SOAL 1
Salin ulang bagian teks tentang kemerdekaan semu mulai dari "Secara realitas, kita" sampai dengan "besar, demikian tinggi.", lalu tukar "pihak asing" dengan "negara lain".
SOAL 2
Jawab pertanyaan berikut berdasarkan teks tentang kemerdekaan semu.
(a) Kamus apa yang dirujuk untuk memaknai kata merdeka?
(b) Sejak tahun berapa terdapat 80 perusahaan di Indonesia yang dicengkeram oleh asing?
(c) Sampai angka berapa per dolar rupiah anjlok pada tahun 1997?
SOAL 3
Ringkas teks tentang kemerdekaan semu dalam dua kalimat.

TEKS BACAAN
"""
Kemerdekaan Semu Dalam Kamus Besar Bahasa Indonesia, merdeka dimaknai
sebagai bebas (dari penghambaan, penjajahan dan sebagainya); tidak terkena atau
lepas dari tuntutan; tidak terikat; tidak bergantung kepada orang atau pihak
tertentu; dan leluasa. Berkaitan dengan penjajahan, merdeka berarti lepas dari
berbagai bentuk penjajahan dan penghambaan manusia terhadap manusia lainnya,
baik penjajahan secara fisik maupun penjajahan dalam bentuk ekonomi, sosial,
politik, dan budaya.
Secara realitas, kita belum benar-benar merdeka;
kita baru merdeka semu. Betul, penjajah Belanda maupun Jepang telah lama angkat
kaki dari bumi Indonesia, tetapi itu sebatas fisik.
Sementara itu,
sistem dan aturan yang ada, bahkan kebergantungan kepada pihak asing, khususnya
negara-negara besar, demikian tinggi.
Dalam bidang ekonomi, umat Islam,
termasuk Indonesia, masih terjajah; baik melalui penanaman modal asing (PMA),
utang luar negeri, dolar sebagai standar mata uang, dan perdagangan bebas lewat
WTO. Dengan PMA, perusahaan makanan, minuman, otomotif, elektronik,
pertambangan, semen, perikanan-kelautan, dan lainnya dikuasai asing. Di
Indonesia sendiri, sejak tahun 1998 terdapat 80 perusahaan yang dicengkeram oleh
asing (Warta Ekonomi, no. 14/XII/9 April 2001). Negara-negara maju dapat menekan
negeri Muslim terbesar ini karena jeratan utang luar negeri. Untuk menutupinya
harus ada pinjaman lagi dari luar negeri; tutup lobang gali lobang terjadi.
Akhirnya, utang luar negeri menyebabkan ketergantungan
terus-menerus.
Hingga kini, dolar diterapkan sebagai standar mata uang
dunia. Karenanya, melalui permainan nilai dolar ini, negara Barat dapat
mengintervensi negara lain. Sebagai contoh, krisis ekonomi, sosial, dan politik
yang terjadi di Indonesia ini diawali dan dipicu oleh krisis moneter dengan
anjloknya rupiah tahun 1997 hingga mencapai Rp 15.000 perdolar. Defisit anggaran
sebesar 86 triliun saat itu juga disebabkan karena perubahan kurs rupiah
terhadap dolar. Harga-harga di dalam negeri melonjak hanya karena perubahan
nilai rupiah terhadap dolar AS. Jelaslah, dengan dolar sebagai standar mata
uang, keguncangan di dalam negeri dapat direkayasa kapan saja. Realitas hidup
ditentukan oleh kafir imperialis.
"""
Baris-baris dari sebuah dataset:
"""
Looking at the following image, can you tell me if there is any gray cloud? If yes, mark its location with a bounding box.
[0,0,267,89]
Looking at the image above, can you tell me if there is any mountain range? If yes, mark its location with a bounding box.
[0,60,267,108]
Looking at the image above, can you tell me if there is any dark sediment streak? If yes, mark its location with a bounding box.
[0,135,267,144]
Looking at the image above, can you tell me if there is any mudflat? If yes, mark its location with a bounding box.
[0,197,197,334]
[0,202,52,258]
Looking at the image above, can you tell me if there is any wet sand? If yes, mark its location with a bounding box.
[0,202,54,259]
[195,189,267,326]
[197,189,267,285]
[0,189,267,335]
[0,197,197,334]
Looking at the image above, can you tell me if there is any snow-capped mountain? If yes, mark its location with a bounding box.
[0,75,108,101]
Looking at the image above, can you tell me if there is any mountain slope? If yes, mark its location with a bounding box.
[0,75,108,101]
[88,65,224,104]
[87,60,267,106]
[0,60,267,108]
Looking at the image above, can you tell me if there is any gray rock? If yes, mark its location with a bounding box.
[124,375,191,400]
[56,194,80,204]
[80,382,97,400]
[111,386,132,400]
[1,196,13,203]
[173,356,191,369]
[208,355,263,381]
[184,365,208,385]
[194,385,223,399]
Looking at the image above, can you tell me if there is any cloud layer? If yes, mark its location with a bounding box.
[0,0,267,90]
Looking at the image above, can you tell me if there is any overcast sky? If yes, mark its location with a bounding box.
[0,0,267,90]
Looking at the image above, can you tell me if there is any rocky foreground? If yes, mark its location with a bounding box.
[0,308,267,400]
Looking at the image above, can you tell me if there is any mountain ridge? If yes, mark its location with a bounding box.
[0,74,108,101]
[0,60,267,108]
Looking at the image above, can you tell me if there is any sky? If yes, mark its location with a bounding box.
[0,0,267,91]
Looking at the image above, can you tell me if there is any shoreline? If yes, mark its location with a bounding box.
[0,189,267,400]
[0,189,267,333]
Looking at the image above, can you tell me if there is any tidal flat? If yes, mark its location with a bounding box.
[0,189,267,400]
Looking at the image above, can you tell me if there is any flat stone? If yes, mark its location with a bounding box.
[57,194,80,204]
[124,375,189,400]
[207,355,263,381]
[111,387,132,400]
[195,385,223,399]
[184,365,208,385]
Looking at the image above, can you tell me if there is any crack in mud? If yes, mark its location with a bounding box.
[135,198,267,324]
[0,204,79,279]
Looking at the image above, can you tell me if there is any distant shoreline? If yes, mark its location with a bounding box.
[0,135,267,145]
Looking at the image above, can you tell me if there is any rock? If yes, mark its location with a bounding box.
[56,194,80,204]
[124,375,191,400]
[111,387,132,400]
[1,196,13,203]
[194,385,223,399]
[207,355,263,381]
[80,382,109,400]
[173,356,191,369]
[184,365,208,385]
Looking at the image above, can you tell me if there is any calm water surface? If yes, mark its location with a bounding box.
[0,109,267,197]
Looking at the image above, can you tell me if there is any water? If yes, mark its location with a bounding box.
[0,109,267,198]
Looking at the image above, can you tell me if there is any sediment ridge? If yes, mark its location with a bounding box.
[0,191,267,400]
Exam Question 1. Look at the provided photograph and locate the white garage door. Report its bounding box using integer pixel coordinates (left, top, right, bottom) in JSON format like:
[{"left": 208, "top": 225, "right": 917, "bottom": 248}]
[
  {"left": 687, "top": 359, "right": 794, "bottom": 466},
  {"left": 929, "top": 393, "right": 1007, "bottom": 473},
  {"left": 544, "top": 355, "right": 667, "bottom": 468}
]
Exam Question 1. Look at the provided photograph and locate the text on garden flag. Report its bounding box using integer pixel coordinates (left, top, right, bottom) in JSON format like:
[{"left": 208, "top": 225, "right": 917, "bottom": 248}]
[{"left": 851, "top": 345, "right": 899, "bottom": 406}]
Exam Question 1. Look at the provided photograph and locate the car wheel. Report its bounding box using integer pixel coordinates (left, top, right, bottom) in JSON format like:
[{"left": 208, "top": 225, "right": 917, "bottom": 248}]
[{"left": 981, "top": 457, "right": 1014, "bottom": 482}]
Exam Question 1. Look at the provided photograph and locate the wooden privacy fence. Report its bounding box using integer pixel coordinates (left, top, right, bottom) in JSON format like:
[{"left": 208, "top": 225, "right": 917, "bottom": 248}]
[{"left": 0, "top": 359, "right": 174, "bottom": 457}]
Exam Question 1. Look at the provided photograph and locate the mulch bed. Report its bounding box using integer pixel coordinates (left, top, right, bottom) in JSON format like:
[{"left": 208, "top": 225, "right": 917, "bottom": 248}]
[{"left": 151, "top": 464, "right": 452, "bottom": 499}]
"""
PEMBAHASAN 1
Secara realitas, kita belum benar-benar merdeka;
kita baru merdeka semu. Betul, penjajah Belanda maupun Jepang telah lama angkat
kaki dari bumi Indonesia, tetapi itu sebatas fisik.
Sementara itu,
sistem dan aturan yang ada, bahkan kebergantungan kepada negara lain, khususnya
negara-negara besar, demikian tinggi.

PEMBAHASAN 2
(a) Kamus Besar Bahasa Indonesia.
(b) Sejak tahun 1998.
(c) Rp 15.000 per dolar.

PEMBAHASAN 3
Meskipun penjajah Belanda dan Jepang telah lama angkat kaki dari Indonesia, kemerdekaan itu baru sebatas fisik atau semu karena kebergantungan kepada pihak asing, khususnya negara-negara besar, masih sangat tinggi. Di bidang ekonomi, umat Islam, termasuk Indonesia, masih terjajah melalui penanaman modal asing, utang luar negeri, dolar sebagai standar mata uang, dan perdagangan bebas lewat WTO, sehingga krisis di Indonesia, misalnya, dipicu oleh anjloknya rupiah terhadap dolar pada tahun 1997.